**Work required:**
In the data below, find the line that contains "Target: green leaf" and the line that contains "Target: chameleon leg". Copy both, plus every line between them, exactly.

**The input:**
----

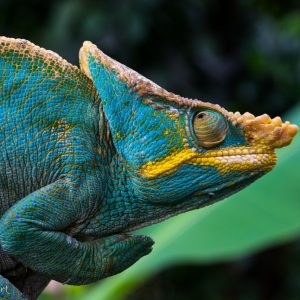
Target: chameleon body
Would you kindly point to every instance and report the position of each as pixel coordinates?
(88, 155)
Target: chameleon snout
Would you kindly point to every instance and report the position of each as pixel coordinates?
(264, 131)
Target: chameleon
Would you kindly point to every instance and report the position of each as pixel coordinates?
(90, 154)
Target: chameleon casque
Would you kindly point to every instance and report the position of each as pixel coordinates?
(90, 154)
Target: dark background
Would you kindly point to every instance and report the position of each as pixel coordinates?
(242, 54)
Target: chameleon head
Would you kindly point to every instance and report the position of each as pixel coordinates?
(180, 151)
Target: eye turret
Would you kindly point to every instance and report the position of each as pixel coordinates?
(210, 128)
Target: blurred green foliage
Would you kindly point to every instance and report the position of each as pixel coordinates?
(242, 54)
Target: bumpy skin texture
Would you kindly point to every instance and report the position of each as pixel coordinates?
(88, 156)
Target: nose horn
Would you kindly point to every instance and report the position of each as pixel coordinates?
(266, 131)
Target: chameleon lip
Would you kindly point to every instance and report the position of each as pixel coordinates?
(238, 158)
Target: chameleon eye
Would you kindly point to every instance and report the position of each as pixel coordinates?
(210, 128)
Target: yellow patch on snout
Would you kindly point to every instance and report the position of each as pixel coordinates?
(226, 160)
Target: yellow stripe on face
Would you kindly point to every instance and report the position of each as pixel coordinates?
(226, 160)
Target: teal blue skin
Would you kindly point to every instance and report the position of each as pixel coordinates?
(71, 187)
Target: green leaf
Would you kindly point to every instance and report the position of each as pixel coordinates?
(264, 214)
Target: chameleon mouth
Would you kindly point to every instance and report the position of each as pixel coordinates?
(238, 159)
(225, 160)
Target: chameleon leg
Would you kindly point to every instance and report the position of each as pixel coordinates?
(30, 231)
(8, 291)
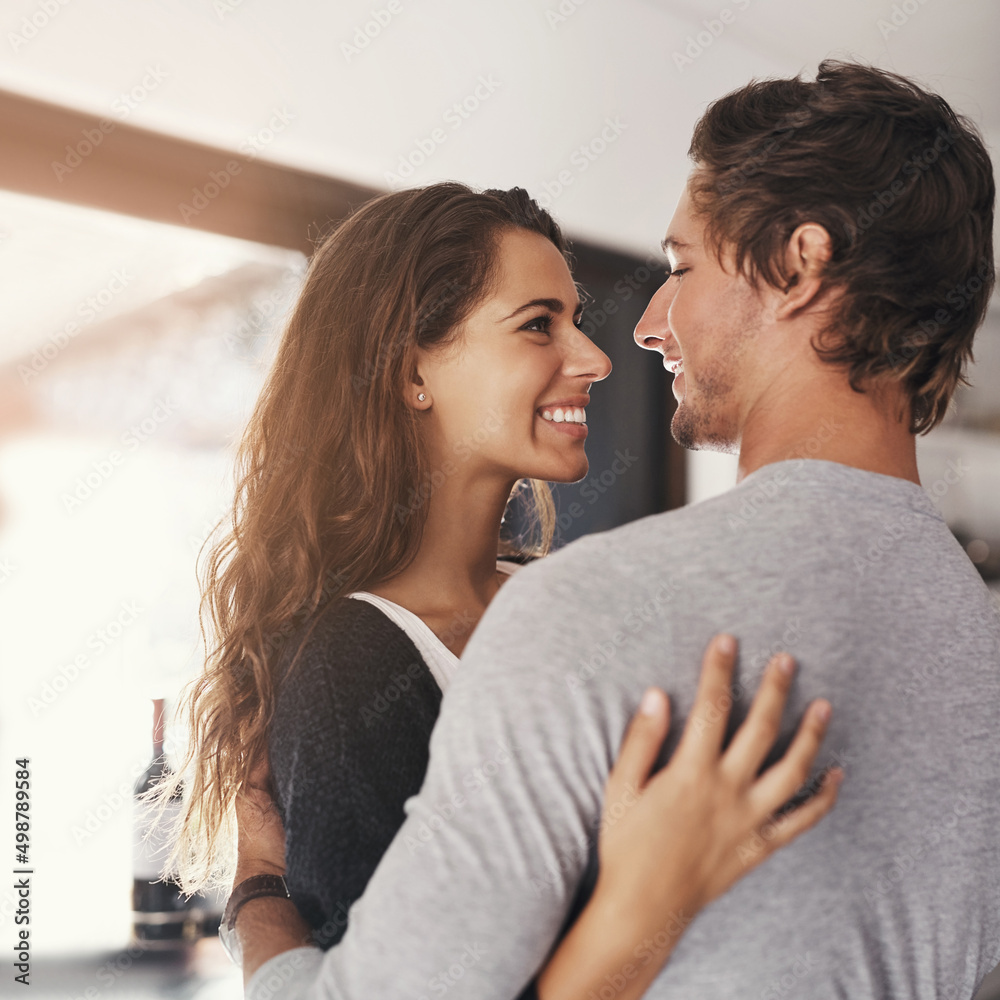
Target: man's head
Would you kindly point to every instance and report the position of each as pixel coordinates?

----

**Solution:**
Target: green leaf
Would you kindly point to every instance and report the position of each as pixel coordinates?
(264, 214)
Target: chameleon mouth
Would you kindly point to every instance and report the position of each as pixel coordinates?
(238, 159)
(225, 160)
Target: chameleon leg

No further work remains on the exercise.